**What the task asks:** Return every line below in which "person" appears.
-- Given records follows --
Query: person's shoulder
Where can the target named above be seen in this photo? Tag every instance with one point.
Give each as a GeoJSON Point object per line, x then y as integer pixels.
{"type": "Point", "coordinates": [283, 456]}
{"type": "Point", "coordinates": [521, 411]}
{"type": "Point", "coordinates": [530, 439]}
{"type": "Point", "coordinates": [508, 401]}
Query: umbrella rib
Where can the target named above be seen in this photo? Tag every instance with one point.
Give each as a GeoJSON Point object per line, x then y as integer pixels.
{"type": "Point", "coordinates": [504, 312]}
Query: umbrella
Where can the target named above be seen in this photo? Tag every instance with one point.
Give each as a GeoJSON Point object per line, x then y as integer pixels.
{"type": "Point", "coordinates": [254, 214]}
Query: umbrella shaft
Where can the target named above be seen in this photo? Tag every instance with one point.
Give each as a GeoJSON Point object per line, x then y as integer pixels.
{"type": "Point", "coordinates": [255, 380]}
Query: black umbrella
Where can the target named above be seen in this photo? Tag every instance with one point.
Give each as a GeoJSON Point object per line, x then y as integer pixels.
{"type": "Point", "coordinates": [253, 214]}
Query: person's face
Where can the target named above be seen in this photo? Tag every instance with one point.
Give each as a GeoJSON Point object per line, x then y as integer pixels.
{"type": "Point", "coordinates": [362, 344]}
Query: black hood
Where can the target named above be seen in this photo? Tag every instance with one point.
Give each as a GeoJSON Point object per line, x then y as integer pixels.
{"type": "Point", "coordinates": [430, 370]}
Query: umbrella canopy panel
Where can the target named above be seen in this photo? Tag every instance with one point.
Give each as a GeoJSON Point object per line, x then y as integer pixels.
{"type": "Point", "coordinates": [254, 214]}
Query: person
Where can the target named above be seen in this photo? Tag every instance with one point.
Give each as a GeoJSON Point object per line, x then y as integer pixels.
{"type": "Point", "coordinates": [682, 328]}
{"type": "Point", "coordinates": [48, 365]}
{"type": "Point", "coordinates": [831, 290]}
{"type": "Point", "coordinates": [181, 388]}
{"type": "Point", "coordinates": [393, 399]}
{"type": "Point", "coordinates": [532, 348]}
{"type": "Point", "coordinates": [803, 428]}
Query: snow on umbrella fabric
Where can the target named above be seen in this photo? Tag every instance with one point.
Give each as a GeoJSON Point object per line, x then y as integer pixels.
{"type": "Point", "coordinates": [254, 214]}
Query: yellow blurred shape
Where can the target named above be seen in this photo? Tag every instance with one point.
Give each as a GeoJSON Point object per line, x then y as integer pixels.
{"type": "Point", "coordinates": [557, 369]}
-- Given records concluded --
**Output for this exercise:**
Query: person's shoulder
Query: person's face
Query: person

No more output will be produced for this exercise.